____ Data for this exercise

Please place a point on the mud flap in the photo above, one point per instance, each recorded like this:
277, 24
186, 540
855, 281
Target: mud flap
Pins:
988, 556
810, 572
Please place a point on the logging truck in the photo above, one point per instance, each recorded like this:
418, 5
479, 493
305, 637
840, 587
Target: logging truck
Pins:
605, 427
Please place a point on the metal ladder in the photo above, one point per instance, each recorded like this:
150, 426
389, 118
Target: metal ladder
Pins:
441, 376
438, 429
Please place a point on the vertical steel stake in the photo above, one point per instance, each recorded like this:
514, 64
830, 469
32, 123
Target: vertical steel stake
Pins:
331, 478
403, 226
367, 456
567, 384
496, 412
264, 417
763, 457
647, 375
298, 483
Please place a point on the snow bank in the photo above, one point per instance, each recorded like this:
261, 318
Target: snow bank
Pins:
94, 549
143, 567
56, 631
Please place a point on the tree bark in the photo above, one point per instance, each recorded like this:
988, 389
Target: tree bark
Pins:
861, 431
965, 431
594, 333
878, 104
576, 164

________

Task to carry out: Write out once more the lines above beginning at the line with "Please place a point on the logging"; continue through the final line and stop there.

The output:
Please place a point on the logging truck in the photo above, one point per instance, each recorded like this:
418, 5
479, 493
305, 637
840, 587
Target: logging truck
Pins:
605, 427
Please place a point on the metal ladder in the photo above, one point per instance, each recorded like this:
150, 426
389, 118
Target: metal ladder
Pins:
441, 376
438, 429
Please place a point on the vertical steel stake in the photo above, one point per instance, each recorded like this:
514, 64
830, 469
32, 123
Target: vertical steel stake
Pins:
331, 478
403, 226
367, 456
567, 384
496, 412
264, 417
763, 457
647, 375
298, 483
Please place a point on the snow bank in the photo above, one point per instance, each recorded like this:
261, 318
Target: snow bank
Pins:
94, 549
143, 567
56, 631
Please place a point on the tree bark in the photo above, one point per instance, each recorded like this:
988, 389
Target: tree bark
Pins:
861, 431
965, 431
594, 333
878, 104
576, 164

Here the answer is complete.